[DOCUMENT EXCERPT]:
━━━━━━━━━━━━━━━━━━━━
We could find out that T is independent of the layers and data assignment. And the ratio of the optimal training cost T', T'' between two grouping results will always be

$$\frac{T'}{T''} = \frac{\sum_{1 \le i \le M'} \frac{1}{y_i'}}{\sum_{1 \le i \le M''} \frac{1}{y_i''}}$$

#### **B.3** Proof for Theorem 3

In Section 4.3.1, we propose to sort GPU groups within the same pipeline according to their group straggling rates when the groups have the same number of GPUs, which is based on Theorem 3. Below we provide the proof for it.

**Theorem 3.** Suppose the groups assigned to the same pipeline have the same number of GPUs, then the best ordering of pipeline stages satisfies that the groups are in descending order w.r.t. the group straggling rates.

*Proof.* For a pipeline with w stages, where each stage consists of an equal number of GPUs, let the straggling rate for the groups from the first to the last stage be denoted as  $(y_1, \ldots, y_w)$ . Assume the optimal layer assignment in this scenario is represented by  $(l_1, \ldots, l_w)$ . For a single GPU, let  $a_f$  represent the peak memory consumption of activations during forward propagation for one layer when the micro-batch size is 1. Similarly, let  $a_{f+b}$  denote the peak memory consumption of activations during both forward and backward propagation for one layer when the micro-batch size is 1, and let s be the memory consumption of the parameters, gradients, and optimization states for one layer. Given that the memory constraint is uniform, denoted as C, and assuming the memory consumption of non-uniform layers in the first and last stage (such as the embedding table) is negligible compared with a bunch of uniform layers, the constraints in Eq.(1) can be theoretically expressed as (please refer to Proposition B.4 for more details)

$$\forall j \in [1, w], l_j \times \left\{ b \times \left[ a_f \times (w - j) + a_{f + b} \right] + s \right\} \le C$$

From this expression, it is evident that the maximum number of layers is constrained by the stage number j. Therefore, let  $(max\_l_1, \ldots, max\_l_w)$  represent the maximum number of layers for each stage. We have two following properties:

- 1.  $\forall j \in [1, w], l_j \leq max\_l_j$ .
- 2.  $max_l_1 \leq \ldots \leq max_l_w$ .
━━━━━━━━━━━━━━━━━━━━
[WHAT THIS EXERCISE ASKS]:
1: Rewrite the part of the excerpt on pipeline stage ordering that begins at "We could find" and ends after "group straggling rates.", using "accelerators" wherever "GPUs" appears.
2: For each statement, answer yes or no according to the excerpt on pipeline stage ordering, and quote the words that decide it. (a) Theorem 3 says the best ordering puts the groups in ascending order of their group straggling rates. (b) The memory constraint is uniform and is denoted as C. (c) T is said to depend on the data assignment.
The listing plays no part in this exercise.

[DATA SEGMENT]:
━━━━━━━━━━━━━━━━━━━━
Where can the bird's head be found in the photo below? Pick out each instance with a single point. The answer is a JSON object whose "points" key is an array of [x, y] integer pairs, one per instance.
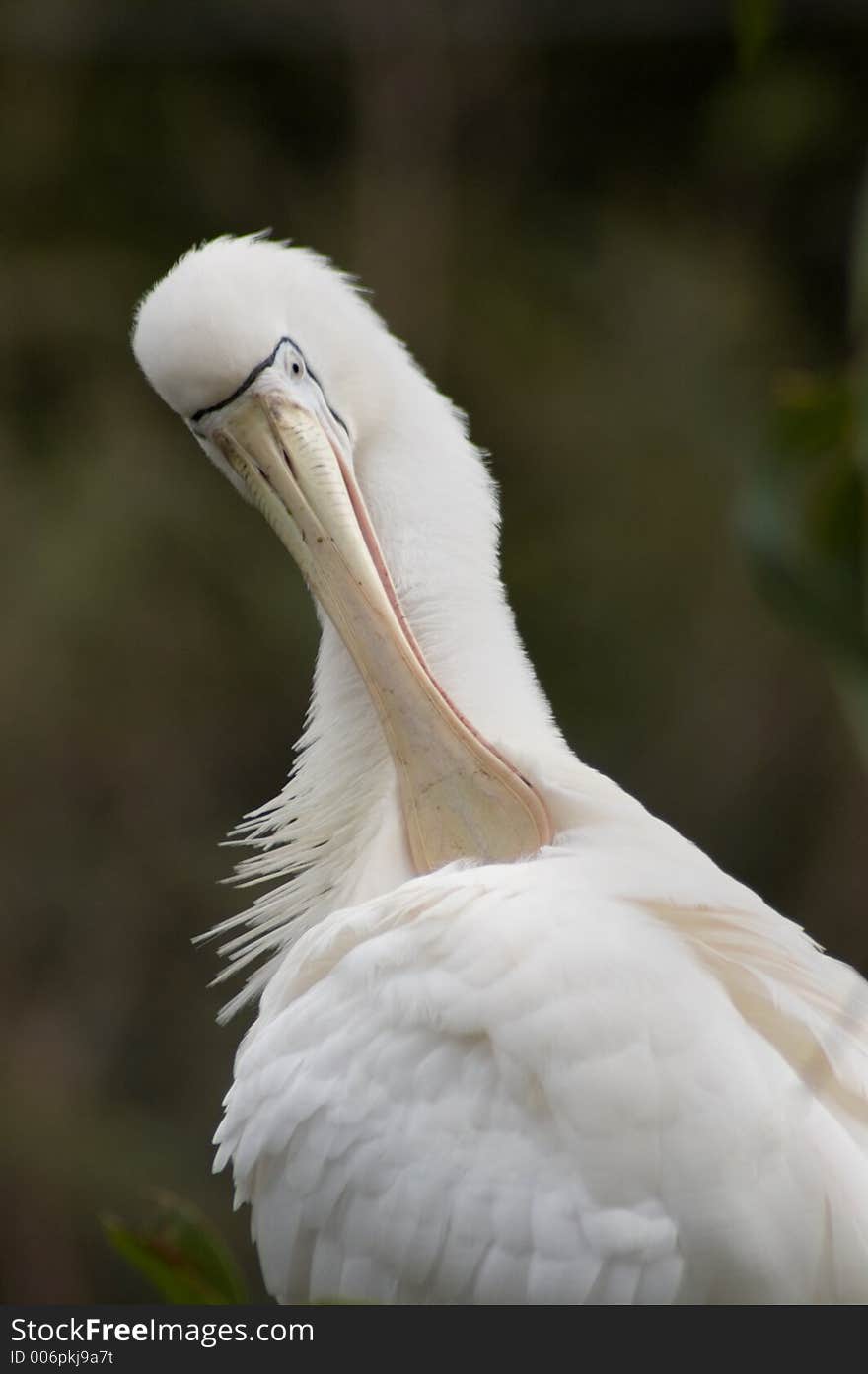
{"points": [[283, 373]]}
━━━━━━━━━━━━━━━━━━━━
[ANSWERS PER TASK]:
1:
We could find out that T is independent of the layers and data assignment. And the ratio of the optimal training cost T', T'' between two grouping results will always be

$$\frac{T'}{T''} = \frac{\sum_{1 \le i \le M'} \frac{1}{y_i'}}{\sum_{1 \le i \le M''} \frac{1}{y_i''}}$$

#### **B.3** Proof for Theorem 3

In Section 4.3.1, we propose to sort GPU groups within the same pipeline according to their group straggling rates when the groups have the same number of accelerators, which is based on Theorem 3. Below we provide the proof for it.

**Theorem 3.** Suppose the groups assigned to the same pipeline have the same number of accelerators, then the best ordering of pipeline stages satisfies that the groups are in descending order w.r.t. the group straggling rates.

2:
(a) No: "the groups are in descending order w.r.t. the group straggling rates"
(b) Yes: "Given that the memory constraint is uniform, denoted as C"
(c) No: "T is independent of the layers and data assignment"